QUOTED TEXT:

Now: this isn't the whole story. Poverty is a complex beast, and it has more causes than a dearth of human capital: systematic racism, classism, sexism, and so on. But human capital explains a crucial part of what holds some people back (and allows others to leap ahead).

The wonderful thing, of course, is that schools do provide human capital: reading, writing, math, and so on. The terrible thing is that they seem to not do it particularly well.

Take reading. Diane McGuinness unpacks a research finding, in Why Our Children Can't Read (And What We Can Do about It)

about 17 percent of working adults, thirty-three million people, are both well educated and sufficiently literate to work effectively in a complex technological world. We are dooming the vast majority of Americans to be second-class citizens. 

And E.D. Hirsch writes, in The Knowledge Deficit:

Reading proficiency… is rightly called "the new civil rights frontier."

There's a defensiveness that can pop up when people criticize schools. To be clear, I'm not criticizing public schools in particular: it's been demonstrated that private schools don't do a much better job.

There's also a defensiveness that can pop up when people suggest that people in poverty lack skills — the idea can appear to people as "blaming the victim." But does anyone really want to argue that children born into intergenerational poverty wouldn't benefit from reading much better, from excelling at math and science and computer programming and everything else?

A new kind of schooling can deliver human capital. Heck, we can develop superpowers — recall that this is Big Goal Number Two of our school! And we can do so without stirring up the ire of the political Left and Right, the way ideologically-charge interventions do.

We can empower people — especially marginalized populations. We can help people read well, write well, and think well. And by doing so, we can help mend the world. 

Charles Wheelan again, citing Marvin Zonis:

Complexity will be the hallmark of our age. The demand everywhere will be for ever higher levels of human capital. The countries that get that right, the companies that understand how to mobilize and apply that human capital, and the schools that produce it… will be the big winners of our age.

I'm not concerned with our schools being "winners" of our age. I'm obsessed with cultivating children and adolescents who have the capacity to win for themselves, and for others.

And we can do this.

Route #3: Expanding understanding? Oh yes.

There's one more route, I think, that a new kind of school can take to helping mend the world: expanding comprehension about how the world really works.

On this blog, I've been concentrating on describing our vision for elementary school, because that's what we'll be opening with in 2016. Our high school program is a decade out — we'll be growing the school organically with our opening classes of kids.

But boy, am I excited to be starting a high school.

PROBLEMS AND TASKS:
a. Translate into Spanish this sentence from the passage on schools and human capital: "We can help people read well, write well, and think well."
b. Answer these questions using the passage on schools and human capital:
(i) What percent of working adults are both well educated and sufficiently literate to work effectively in a complex technological world, according to the research finding Diane McGuinness unpacks?
(ii) In what year will the school open with its elementary program?
(iii) How far out is the school's high school program?
c. Summarize the passage on schools and human capital in two sentences.
Rely only on the passage on schools and human capital when answering.

RAW DATA:
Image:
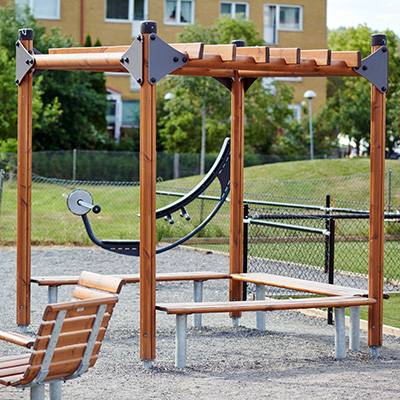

CORRECT ANSWERS:
a. Podemos ayudar a las personas a leer bien, escribir bien y pensar bien.

b.
(i) About 17 percent, or thirty-three million people.
(ii) 2016.
(iii) A decade.

c. Poverty has many causes, but human capital explains a crucial part of what holds some people back, and schools provide it, though not particularly well, as a finding that only about 17 percent of working adults are sufficiently literate suggests. The writer holds that a new kind of schooling can deliver human capital, empower marginalized populations, and help mend the world, and names a further route: expanding comprehension of how the world really works.